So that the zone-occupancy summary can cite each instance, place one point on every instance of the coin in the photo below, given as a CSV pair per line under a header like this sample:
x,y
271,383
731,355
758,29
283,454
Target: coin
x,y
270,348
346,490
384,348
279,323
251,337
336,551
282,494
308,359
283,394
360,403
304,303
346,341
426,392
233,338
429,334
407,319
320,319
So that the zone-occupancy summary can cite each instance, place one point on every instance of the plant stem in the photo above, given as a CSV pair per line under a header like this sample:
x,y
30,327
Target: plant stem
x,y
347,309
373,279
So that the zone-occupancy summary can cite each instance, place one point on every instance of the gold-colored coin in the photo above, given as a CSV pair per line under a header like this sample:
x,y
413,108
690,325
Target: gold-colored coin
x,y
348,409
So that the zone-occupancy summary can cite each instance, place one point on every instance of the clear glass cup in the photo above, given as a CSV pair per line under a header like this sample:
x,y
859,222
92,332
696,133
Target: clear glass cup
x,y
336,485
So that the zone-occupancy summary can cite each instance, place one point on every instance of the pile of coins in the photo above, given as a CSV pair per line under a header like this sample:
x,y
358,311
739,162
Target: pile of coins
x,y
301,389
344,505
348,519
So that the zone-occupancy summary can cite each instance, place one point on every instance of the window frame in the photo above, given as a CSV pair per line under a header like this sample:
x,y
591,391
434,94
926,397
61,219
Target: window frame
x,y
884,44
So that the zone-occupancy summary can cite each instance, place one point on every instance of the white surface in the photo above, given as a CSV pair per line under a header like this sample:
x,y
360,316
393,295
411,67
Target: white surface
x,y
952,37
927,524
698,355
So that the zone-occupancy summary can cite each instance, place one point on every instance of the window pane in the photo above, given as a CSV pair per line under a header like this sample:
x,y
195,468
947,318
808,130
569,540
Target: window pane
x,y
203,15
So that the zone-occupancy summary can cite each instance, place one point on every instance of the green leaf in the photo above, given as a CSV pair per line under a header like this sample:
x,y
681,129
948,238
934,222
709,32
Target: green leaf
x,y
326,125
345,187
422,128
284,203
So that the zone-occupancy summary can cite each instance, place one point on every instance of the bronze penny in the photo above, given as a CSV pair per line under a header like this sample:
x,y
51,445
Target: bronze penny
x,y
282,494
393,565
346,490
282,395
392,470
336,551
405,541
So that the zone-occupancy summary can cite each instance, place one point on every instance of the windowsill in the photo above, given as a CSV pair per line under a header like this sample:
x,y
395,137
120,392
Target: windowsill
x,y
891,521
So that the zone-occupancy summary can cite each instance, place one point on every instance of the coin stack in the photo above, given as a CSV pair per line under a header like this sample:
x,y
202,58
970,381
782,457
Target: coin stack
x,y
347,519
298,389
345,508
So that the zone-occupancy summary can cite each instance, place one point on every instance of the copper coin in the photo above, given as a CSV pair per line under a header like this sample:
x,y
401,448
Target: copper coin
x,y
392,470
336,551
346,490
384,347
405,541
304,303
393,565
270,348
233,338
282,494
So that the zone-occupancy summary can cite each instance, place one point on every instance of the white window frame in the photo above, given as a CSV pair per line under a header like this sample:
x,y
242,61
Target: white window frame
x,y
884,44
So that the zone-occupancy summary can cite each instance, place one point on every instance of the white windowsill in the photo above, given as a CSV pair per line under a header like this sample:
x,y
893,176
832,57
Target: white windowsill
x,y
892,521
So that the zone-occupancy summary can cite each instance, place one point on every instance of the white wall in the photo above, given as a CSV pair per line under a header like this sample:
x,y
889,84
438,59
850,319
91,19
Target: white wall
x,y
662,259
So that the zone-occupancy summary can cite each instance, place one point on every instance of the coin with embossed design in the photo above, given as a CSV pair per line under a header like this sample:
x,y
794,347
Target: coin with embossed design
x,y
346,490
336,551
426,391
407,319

• • • •

## What you should do
Reproduce the part of the entries that opens with the line containing "the white wall" and closes at the end of the entries, substituting "coverage report" for every occurrence of "zone-occupancy summary" and leaving all else unchanged.

## Solution for this task
So that the coverage report can cite each instance, place one point on every instance of the white wall in the photo above, given as a CSV pair per line under a header like this sample:
x,y
889,84
438,59
850,319
91,19
Target: white wall
x,y
662,259
So that the coverage report can cite each instance, place one point on every instance of the coin with embossed design in the photo above, given as a CSV pair per line under a header like this sample:
x,y
794,347
Target: coin with embossed design
x,y
346,490
336,551
426,391
407,319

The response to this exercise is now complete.